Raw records
■ ■ ■ ■ ■

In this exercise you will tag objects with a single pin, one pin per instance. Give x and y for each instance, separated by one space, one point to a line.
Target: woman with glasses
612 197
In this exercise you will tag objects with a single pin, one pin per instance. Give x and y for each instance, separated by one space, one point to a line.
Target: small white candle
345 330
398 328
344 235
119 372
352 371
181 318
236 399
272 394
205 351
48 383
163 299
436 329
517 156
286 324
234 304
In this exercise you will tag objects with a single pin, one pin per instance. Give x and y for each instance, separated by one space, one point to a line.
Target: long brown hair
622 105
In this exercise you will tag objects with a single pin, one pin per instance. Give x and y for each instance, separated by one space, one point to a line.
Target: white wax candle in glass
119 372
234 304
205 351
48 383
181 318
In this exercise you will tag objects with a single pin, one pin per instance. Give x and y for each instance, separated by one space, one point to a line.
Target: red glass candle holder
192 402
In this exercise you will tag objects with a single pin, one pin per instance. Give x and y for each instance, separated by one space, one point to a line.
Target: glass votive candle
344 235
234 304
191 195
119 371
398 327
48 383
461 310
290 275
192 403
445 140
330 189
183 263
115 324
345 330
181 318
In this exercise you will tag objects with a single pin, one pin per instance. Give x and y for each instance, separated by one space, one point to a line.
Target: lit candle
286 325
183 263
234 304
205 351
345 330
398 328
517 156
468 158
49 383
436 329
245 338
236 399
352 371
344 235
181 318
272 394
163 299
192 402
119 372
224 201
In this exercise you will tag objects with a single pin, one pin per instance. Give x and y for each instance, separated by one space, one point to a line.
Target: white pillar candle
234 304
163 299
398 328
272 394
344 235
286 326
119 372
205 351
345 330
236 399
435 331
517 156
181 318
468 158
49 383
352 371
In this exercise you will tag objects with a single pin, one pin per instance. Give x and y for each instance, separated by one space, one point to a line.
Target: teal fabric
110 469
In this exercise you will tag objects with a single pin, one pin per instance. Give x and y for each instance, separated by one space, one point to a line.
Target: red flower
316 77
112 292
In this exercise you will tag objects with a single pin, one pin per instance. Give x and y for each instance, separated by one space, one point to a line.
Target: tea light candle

■ ■ ■ ■ ■

The full set of records should be duplicated exactly.

# [Solution for this exercise]
In this exercise you will tag objects with a single pin, one pin per instance. Give x and y for each instance, separated by one space, one point to a line.
Target: woman with glasses
612 197
In this exercise you will tag objects with a single pin, one pin per instance. Give x and y for each instance, separated by one space, one point to a line.
Target: small white candle
345 330
398 328
344 235
119 372
352 371
181 318
236 399
272 394
205 351
48 383
163 299
436 329
517 156
286 324
234 304
In this exercise you will tag objects with a single pin, one pin per instance. Give x and y for each instance, separated by one space, one point to a line.
Target: long brown hair
622 105
In this exercise you will tag objects with a single pin, one pin per instance. Give x and y for each instance, separated by one space, one point to a line.
Target: white wax candle in glass
119 372
234 304
205 351
48 383
181 318
In this exercise you will tag objects with a single pin, one pin per instance. Give x and y for each instance, separated by one space, one point to a line.
Target: red glass candle holder
192 402
In this exercise you will tag objects with a single pin, one pin per instance. Give x and y for each instance, separated by one space, one point to a line.
Target: glass votive candle
344 235
234 304
191 195
119 371
398 327
48 383
461 310
290 275
192 403
445 140
330 189
183 263
115 324
345 330
181 318
In this exercise you will tag objects with a single pin, one pin per instance. Give x and y for each instance, separated by one space, one point to a line.
Target: lit candle
286 325
183 263
234 304
205 351
345 330
398 328
517 156
468 158
49 383
436 329
245 338
236 399
352 371
344 235
181 318
272 394
163 299
192 402
119 372
224 201
In this exercise you will tag objects with a single pin, one pin per instance. Give x and y for each instance, separated by one space, one point to a line.
Target: white pillar candle
234 304
163 299
398 328
272 394
344 235
286 326
119 372
205 351
345 330
236 399
435 331
517 156
181 318
468 158
49 383
352 371
In this exercise you will tag objects with a single pin, one pin per instance. Give x and y for each instance, separated by one space, one point to a line.
Target: teal fabric
110 469
In this exercise you will tag objects with a single pin, one pin per instance. Give x and y for each instance, separated by one space, one point to a line.
Target: red flower
316 77
112 292
In this exercise you will tag objects with a single pin, one pin per instance. Give x and y for each instance, separated by one space, one point to a line.
Target: tea light candle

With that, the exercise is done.